━━━ 選択テキスト

Tさんは、無農薬野菜を使うなど食材に気を使う家庭で育ち、菓子パン・総菜パンの具材を手作りし、国産小麦にこだわる店で修業。だからこそ、外国産小麦を輸入する際に使われる「ポストハーベスト農薬」が気になると言う。

ポストハーベスト農薬とは、収穫後の農産物に使用する農薬のこと。小麦を輸入するには長時間輸送しなければならないので、その際にカビや害虫が発生しないよう、農薬を散布する場合がある。1990年、農薬散布の光景が衝撃的に報道され、気にする人が増えた。外国産小麦を使った小麦粉から農薬は検出されていないものの、「国産小麦だとお客さんも安心してくれます」とTさんは言う。

国産小麦が抱える圧倒的なハンデ

ならば、小麦の自給率を高めればいいと考えるかもしれない。なにしろ、現在の小麦自給率は10%程度しかないのだから。生産量が増えれば小麦粉の価格低下も見込める。しかし、国産小麦には輸入小麦の大半を占める北米産と比べて大きなハンデがあると、日本パン技術研究所の原田昌博氏は指摘する。

1つは、収穫時期の問題だ。小麦には春まきと秋まきの品種があり、日本が輸入する北米産のパン用の小麦粉の原料小麦は、タンパク質含有量が多い春まきだ。パンを大きくふくらませるには、タンパク質含有量が多いほうがよい。

━━━━━━
━━━ 抽出データ

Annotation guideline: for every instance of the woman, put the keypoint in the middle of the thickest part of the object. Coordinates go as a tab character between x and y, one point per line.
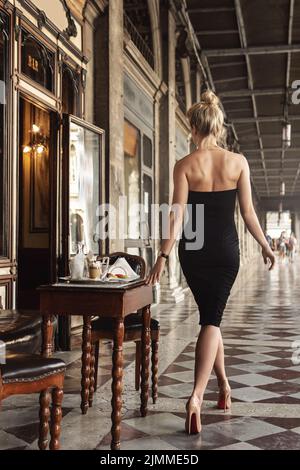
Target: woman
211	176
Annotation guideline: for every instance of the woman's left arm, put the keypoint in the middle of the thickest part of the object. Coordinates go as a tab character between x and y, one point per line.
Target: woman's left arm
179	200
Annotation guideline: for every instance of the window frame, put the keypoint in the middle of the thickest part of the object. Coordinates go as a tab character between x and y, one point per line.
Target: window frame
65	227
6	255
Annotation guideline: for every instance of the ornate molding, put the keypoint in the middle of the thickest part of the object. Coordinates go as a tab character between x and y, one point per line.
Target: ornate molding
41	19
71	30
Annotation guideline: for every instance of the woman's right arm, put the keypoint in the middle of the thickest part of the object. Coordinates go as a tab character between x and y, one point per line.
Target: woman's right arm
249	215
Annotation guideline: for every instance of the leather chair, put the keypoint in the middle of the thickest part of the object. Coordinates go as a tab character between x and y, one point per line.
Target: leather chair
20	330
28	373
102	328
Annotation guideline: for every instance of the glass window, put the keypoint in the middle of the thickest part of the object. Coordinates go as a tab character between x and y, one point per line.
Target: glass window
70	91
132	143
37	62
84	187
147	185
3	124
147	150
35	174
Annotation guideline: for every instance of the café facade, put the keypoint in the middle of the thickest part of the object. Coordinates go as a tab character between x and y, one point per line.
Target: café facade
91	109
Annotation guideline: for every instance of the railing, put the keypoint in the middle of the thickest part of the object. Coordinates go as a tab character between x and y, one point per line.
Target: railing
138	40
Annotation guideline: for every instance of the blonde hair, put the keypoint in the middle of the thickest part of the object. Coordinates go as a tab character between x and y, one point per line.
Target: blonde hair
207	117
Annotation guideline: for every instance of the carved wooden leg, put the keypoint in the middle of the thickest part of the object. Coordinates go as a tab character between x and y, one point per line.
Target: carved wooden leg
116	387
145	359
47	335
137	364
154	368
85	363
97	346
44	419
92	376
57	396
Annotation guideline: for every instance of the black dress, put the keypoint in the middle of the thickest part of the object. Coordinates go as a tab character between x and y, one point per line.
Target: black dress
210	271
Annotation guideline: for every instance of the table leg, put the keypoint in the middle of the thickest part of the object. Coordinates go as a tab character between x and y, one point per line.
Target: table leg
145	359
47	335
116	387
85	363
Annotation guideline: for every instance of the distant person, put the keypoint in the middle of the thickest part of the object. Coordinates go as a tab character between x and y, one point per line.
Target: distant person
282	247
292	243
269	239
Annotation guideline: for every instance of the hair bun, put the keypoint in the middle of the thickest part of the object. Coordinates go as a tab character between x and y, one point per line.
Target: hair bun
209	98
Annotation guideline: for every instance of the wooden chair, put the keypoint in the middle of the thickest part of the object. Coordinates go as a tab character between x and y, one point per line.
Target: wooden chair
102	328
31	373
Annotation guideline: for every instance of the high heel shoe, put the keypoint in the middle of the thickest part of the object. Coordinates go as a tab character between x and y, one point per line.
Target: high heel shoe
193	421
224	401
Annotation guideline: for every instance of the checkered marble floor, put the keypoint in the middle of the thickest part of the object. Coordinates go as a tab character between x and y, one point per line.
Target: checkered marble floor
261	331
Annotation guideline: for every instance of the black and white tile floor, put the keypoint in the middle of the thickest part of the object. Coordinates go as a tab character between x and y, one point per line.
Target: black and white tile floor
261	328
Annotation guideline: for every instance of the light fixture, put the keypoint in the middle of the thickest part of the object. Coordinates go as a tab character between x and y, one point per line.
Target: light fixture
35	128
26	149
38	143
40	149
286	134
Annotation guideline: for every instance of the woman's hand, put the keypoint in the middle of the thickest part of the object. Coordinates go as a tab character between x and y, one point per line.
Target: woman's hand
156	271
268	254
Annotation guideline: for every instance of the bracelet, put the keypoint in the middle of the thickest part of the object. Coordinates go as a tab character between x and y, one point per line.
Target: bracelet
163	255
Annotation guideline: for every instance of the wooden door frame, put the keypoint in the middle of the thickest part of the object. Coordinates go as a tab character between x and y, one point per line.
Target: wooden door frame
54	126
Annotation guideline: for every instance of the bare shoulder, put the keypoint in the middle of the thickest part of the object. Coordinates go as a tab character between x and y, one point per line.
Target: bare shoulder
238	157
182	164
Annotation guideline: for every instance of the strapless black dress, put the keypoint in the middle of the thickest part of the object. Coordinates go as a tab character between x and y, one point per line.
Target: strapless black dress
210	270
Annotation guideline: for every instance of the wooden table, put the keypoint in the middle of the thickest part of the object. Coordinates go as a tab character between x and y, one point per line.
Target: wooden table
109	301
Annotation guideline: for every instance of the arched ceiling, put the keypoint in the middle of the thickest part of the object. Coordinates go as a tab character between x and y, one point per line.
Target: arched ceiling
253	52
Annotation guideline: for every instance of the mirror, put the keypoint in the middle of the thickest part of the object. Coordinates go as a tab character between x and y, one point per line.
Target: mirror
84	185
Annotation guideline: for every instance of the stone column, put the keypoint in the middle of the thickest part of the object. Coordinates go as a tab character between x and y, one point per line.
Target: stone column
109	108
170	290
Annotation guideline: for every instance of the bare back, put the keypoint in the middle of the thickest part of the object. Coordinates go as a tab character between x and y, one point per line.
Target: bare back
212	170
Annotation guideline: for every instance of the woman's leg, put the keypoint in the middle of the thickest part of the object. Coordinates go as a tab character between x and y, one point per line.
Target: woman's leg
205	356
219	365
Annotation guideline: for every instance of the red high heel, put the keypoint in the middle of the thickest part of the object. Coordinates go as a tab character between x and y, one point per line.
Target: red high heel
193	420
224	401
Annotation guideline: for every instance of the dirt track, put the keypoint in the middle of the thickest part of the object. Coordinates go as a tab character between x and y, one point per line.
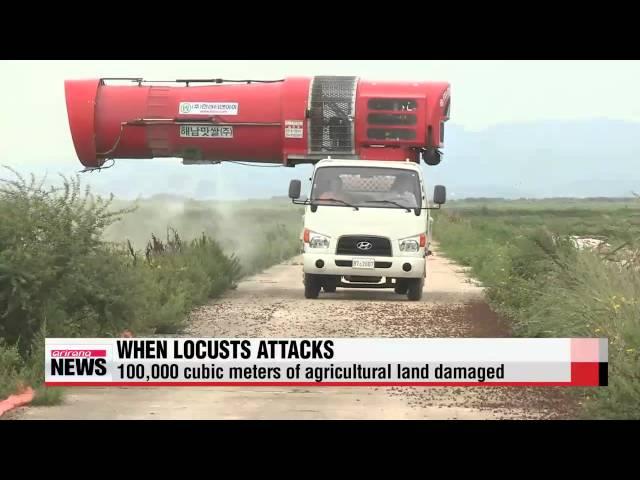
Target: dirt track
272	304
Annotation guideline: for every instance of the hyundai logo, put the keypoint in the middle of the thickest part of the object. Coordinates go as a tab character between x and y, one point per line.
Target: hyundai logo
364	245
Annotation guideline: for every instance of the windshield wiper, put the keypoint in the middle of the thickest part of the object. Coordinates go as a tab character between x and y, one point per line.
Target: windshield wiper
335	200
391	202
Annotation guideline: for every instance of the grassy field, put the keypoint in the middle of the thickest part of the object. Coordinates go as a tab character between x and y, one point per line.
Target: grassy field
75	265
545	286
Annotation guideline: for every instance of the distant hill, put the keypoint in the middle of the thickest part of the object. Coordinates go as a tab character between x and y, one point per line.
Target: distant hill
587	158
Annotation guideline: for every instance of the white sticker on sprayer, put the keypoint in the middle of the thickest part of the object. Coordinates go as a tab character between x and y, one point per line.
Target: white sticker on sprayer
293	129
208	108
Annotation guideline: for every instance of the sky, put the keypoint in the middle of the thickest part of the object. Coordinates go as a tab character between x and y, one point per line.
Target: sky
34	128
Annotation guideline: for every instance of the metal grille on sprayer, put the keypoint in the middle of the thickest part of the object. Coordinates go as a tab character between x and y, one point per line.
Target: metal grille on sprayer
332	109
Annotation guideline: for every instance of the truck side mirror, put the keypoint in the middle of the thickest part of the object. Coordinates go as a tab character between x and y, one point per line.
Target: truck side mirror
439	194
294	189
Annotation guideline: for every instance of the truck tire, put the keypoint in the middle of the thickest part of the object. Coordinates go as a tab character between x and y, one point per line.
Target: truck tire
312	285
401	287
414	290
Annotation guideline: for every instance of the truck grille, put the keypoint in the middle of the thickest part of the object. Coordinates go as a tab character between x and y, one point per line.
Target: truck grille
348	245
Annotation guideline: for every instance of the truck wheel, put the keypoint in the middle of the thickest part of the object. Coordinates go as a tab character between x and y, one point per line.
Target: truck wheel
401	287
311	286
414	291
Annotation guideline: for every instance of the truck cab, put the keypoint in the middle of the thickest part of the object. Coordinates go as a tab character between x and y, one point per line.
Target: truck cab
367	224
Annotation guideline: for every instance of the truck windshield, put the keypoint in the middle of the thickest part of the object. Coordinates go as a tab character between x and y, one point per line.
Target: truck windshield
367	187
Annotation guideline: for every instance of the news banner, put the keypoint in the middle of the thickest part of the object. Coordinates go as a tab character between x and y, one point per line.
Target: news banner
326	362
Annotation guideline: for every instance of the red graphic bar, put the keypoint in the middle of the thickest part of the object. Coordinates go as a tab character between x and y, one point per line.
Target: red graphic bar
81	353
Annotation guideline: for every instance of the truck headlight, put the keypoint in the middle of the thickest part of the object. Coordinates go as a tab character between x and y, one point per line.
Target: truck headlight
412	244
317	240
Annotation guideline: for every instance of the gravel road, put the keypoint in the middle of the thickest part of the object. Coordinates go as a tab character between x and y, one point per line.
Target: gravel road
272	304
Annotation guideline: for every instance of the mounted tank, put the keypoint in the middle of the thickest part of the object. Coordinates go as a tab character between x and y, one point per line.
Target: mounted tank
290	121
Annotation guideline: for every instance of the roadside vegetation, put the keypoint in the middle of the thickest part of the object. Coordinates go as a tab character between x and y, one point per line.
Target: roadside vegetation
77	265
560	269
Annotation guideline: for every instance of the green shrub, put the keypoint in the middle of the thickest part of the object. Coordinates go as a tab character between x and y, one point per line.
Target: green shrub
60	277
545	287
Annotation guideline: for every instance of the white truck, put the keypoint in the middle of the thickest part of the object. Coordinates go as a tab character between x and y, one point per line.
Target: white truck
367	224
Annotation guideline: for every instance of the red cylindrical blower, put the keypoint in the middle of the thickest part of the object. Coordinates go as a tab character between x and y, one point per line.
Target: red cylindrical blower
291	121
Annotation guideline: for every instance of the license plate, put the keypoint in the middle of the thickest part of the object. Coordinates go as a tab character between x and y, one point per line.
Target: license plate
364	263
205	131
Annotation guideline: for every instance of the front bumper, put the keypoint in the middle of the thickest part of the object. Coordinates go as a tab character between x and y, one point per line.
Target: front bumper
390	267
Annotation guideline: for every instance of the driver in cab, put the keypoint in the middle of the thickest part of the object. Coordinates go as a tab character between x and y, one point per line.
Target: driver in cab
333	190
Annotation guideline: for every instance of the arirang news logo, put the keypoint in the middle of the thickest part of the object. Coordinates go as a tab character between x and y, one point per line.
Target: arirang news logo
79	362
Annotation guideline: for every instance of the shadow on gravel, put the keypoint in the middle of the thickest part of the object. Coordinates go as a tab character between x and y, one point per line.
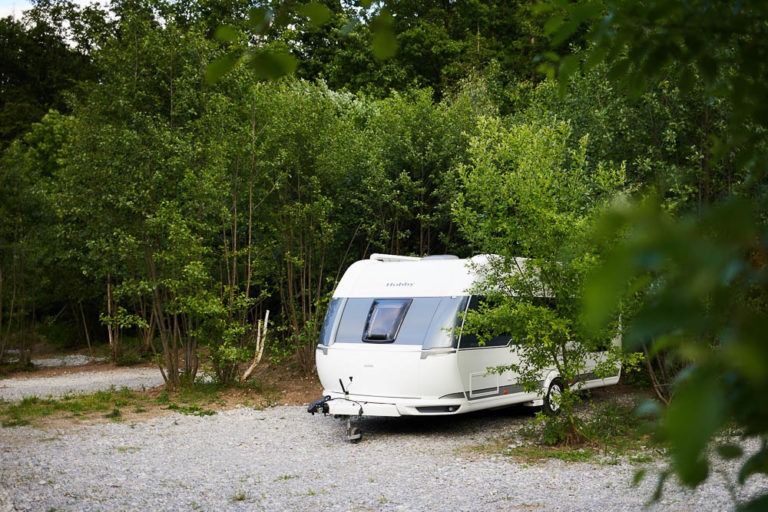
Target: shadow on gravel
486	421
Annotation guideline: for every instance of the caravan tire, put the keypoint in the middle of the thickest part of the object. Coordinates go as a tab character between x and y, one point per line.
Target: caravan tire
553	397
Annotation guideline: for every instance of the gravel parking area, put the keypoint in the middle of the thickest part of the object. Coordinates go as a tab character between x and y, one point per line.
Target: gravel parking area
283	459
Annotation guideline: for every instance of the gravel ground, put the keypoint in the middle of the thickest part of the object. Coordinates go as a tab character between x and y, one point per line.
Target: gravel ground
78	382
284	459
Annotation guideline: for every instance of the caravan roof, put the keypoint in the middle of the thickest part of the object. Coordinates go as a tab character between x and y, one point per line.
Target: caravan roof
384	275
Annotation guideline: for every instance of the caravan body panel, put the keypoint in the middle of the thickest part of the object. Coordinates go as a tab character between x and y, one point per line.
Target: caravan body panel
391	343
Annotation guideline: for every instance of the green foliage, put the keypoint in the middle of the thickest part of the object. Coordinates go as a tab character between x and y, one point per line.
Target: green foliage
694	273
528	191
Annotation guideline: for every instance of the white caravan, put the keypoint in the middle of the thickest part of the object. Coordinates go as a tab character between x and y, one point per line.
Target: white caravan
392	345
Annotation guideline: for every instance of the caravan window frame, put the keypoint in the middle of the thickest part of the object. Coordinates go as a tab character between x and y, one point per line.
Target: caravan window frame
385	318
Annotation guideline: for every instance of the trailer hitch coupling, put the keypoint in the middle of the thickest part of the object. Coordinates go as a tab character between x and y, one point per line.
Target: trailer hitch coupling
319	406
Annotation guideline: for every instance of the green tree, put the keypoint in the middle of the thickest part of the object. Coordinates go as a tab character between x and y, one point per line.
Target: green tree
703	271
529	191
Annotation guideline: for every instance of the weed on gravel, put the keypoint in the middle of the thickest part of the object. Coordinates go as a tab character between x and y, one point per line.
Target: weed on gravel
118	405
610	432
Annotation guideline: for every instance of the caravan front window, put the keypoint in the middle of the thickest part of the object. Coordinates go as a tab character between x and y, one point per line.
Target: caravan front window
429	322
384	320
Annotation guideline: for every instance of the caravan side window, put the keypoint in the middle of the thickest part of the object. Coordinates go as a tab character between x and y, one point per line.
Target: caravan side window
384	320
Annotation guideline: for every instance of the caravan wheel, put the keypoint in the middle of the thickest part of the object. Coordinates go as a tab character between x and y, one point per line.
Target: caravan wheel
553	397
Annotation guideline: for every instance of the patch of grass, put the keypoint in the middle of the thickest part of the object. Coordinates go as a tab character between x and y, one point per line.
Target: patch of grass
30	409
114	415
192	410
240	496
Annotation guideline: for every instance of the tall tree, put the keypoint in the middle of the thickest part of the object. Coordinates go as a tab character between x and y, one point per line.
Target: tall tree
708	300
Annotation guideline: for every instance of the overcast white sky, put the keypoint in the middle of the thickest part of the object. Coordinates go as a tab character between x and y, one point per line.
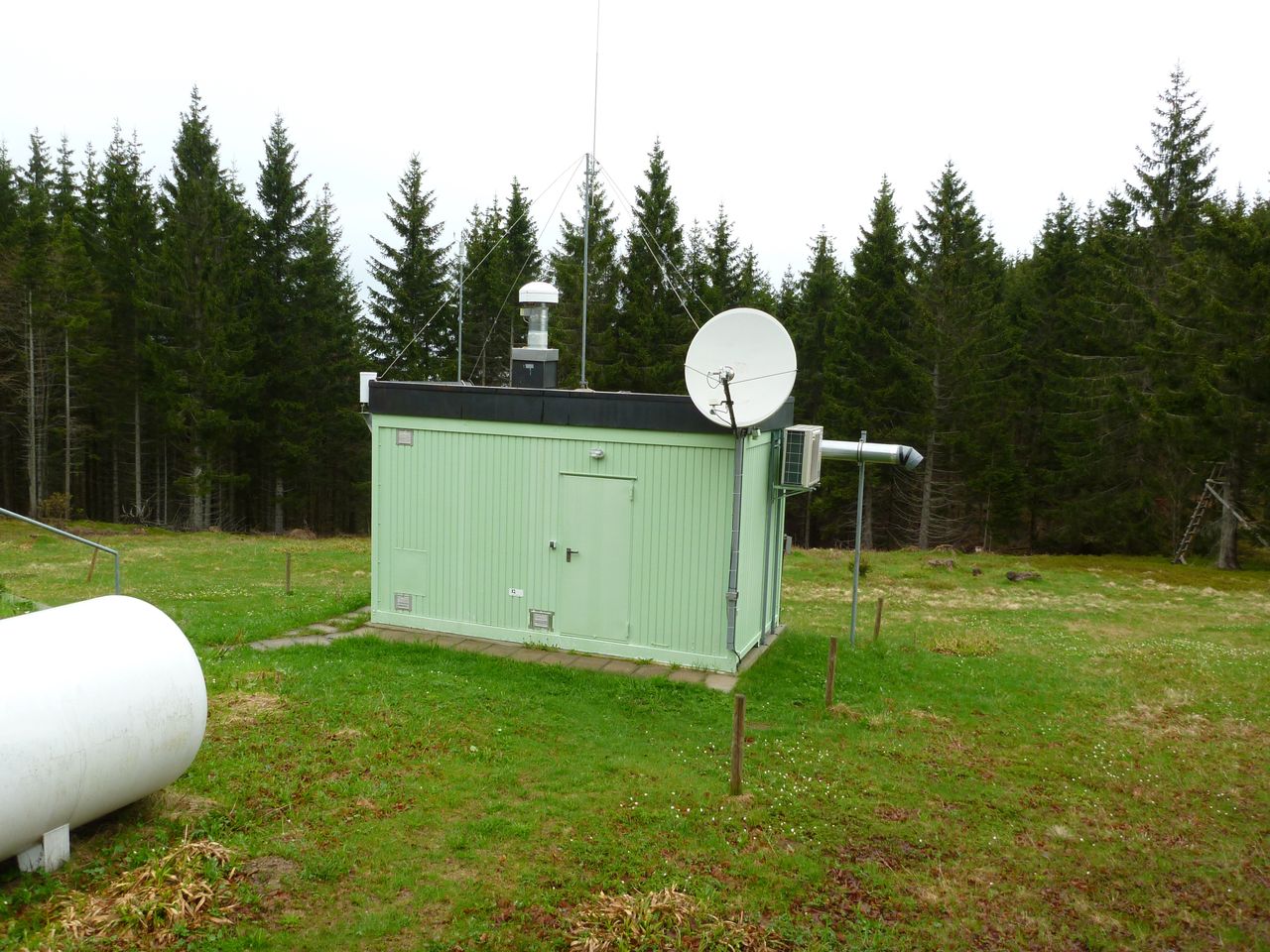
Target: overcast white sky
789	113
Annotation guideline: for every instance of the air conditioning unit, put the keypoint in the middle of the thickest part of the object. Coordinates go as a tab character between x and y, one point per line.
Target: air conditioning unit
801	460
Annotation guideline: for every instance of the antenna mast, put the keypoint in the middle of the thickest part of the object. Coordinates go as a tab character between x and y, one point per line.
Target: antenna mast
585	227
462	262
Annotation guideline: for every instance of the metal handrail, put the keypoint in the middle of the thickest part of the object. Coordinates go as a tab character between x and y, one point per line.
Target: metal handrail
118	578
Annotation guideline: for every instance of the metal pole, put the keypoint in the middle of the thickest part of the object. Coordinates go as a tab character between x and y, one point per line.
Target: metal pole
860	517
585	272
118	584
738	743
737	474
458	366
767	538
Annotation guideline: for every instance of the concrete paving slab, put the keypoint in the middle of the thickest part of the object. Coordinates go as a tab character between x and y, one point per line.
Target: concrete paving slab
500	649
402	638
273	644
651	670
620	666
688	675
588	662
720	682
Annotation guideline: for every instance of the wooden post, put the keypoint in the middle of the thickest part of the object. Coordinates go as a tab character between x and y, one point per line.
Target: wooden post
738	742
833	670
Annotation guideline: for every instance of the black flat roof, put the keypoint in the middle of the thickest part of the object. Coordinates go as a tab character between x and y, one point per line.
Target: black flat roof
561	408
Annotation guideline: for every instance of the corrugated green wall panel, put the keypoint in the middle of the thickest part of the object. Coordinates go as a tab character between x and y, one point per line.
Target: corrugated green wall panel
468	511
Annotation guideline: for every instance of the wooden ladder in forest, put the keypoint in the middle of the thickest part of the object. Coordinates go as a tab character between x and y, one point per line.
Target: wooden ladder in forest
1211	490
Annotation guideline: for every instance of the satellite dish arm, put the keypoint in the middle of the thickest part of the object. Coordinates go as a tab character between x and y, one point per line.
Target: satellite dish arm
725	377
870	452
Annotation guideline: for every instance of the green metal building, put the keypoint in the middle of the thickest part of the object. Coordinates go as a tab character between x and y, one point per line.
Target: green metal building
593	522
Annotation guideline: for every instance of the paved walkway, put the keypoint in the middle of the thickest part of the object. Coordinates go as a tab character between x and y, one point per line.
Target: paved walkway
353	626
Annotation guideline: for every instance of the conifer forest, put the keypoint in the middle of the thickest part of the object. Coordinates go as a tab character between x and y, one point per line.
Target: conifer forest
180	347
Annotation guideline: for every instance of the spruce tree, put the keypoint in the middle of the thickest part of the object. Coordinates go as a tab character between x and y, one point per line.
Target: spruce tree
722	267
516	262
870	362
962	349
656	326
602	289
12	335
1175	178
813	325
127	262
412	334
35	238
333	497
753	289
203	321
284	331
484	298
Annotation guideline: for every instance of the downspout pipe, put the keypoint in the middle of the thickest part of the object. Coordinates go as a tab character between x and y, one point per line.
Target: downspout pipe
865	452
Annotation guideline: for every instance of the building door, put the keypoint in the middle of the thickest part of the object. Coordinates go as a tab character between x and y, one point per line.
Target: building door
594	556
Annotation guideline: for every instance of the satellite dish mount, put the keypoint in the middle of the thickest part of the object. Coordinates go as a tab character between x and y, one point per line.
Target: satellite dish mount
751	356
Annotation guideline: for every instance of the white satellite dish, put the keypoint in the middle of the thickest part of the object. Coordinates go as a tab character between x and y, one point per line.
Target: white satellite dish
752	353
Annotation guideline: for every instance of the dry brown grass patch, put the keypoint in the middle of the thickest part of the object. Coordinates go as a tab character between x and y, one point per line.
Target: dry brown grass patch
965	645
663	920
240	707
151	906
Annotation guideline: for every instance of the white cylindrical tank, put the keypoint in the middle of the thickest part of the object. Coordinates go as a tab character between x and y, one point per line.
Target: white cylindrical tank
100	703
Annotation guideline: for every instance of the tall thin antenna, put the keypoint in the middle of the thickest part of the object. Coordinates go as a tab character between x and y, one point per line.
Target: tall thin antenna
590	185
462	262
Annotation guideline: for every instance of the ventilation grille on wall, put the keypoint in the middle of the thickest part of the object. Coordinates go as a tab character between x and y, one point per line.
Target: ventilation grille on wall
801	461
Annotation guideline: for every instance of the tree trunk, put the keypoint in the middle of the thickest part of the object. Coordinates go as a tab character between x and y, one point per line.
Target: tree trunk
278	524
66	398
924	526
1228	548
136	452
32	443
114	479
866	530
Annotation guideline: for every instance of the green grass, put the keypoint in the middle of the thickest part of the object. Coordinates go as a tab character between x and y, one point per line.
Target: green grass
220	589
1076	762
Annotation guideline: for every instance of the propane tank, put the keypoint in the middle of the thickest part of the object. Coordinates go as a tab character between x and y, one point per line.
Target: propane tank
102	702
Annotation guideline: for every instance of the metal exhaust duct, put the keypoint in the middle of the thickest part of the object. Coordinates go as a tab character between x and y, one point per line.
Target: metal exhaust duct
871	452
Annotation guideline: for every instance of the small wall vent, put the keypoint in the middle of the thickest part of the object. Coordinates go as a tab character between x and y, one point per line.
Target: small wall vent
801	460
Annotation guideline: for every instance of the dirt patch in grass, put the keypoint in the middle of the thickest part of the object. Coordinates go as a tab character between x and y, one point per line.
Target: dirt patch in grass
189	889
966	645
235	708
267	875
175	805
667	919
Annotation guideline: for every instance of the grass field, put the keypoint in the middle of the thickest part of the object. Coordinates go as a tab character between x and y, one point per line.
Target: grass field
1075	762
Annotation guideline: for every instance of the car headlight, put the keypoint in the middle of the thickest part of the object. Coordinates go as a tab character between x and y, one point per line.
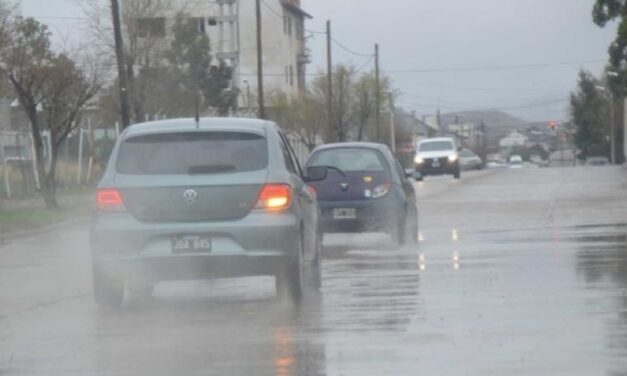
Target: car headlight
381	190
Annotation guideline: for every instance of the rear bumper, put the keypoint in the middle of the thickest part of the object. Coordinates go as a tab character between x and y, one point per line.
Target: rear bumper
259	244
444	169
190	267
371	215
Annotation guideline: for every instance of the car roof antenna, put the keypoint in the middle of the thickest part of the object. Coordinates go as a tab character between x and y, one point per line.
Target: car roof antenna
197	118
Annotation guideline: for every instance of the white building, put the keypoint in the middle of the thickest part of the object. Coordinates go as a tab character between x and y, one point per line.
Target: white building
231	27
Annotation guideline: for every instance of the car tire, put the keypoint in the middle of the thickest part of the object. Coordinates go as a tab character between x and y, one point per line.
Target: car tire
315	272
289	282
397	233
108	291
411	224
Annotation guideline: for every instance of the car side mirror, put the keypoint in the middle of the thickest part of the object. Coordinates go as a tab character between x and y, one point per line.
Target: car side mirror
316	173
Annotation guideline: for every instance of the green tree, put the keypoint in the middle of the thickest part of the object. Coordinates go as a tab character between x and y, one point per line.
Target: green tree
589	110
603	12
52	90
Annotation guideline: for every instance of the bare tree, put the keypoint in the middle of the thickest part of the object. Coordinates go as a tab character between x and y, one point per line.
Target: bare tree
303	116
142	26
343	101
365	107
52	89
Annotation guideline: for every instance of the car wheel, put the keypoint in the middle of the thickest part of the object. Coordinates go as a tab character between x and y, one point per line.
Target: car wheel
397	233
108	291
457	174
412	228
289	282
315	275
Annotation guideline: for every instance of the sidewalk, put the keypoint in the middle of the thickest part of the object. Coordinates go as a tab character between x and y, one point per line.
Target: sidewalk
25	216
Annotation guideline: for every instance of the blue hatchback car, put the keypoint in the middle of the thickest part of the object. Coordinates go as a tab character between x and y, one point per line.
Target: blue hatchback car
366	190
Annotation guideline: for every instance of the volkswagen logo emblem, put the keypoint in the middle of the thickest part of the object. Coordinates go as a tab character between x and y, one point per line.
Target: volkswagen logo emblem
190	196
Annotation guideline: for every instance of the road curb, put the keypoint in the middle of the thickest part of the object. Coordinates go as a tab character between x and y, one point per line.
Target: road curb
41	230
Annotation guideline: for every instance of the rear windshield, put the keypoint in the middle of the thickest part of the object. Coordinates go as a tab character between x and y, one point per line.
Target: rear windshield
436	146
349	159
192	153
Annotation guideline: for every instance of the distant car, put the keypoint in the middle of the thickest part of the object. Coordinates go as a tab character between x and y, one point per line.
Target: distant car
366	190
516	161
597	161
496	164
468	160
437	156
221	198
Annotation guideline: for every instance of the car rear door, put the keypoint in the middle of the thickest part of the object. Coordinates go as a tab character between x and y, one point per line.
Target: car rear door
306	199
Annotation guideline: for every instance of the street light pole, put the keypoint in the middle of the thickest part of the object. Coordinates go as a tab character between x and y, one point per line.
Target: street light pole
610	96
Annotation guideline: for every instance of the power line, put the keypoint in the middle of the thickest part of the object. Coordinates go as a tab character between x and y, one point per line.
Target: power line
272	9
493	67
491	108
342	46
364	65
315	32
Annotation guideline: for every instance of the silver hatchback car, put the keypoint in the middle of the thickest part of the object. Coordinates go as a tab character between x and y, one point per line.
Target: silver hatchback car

━━━━━━

▶ _作業指示_: 選択テキストによると、日本が輸入する北米産のパン用小麦粉の原料小麦は、春まきと秋まきのどちらの品種ですか。

▶ _出力_: タンパク質含有量が多い春まきの品種です。